**WORK REQUEST**
For each line in the data below that holds "clicks", return a copy.

Segment Open

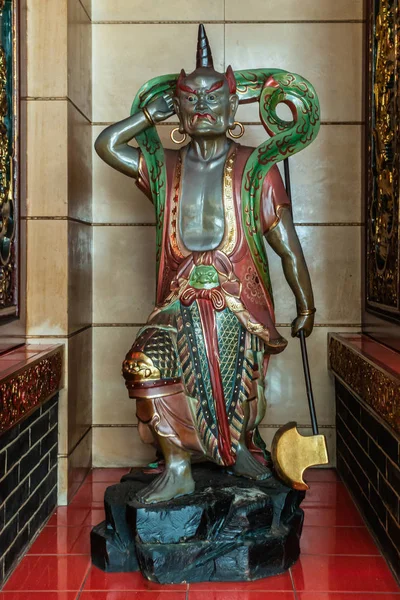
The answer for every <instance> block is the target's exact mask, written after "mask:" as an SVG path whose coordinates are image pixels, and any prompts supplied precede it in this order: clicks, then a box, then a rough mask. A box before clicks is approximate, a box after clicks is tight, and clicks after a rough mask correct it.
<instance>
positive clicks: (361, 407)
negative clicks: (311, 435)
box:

Segment Closed

**RESULT**
The answer for every <instance> block is the target's exact mask, written after "mask:" as an SVG path whose coordinates are image pixels, and any prompts supplied precede it in this order: clicks, then a box, then a rough mask. A box before clicks is approximate, a box after clicks is tight, and clicks after a rough mask correct it.
positive clicks: (361, 407)
negative clicks: (311, 435)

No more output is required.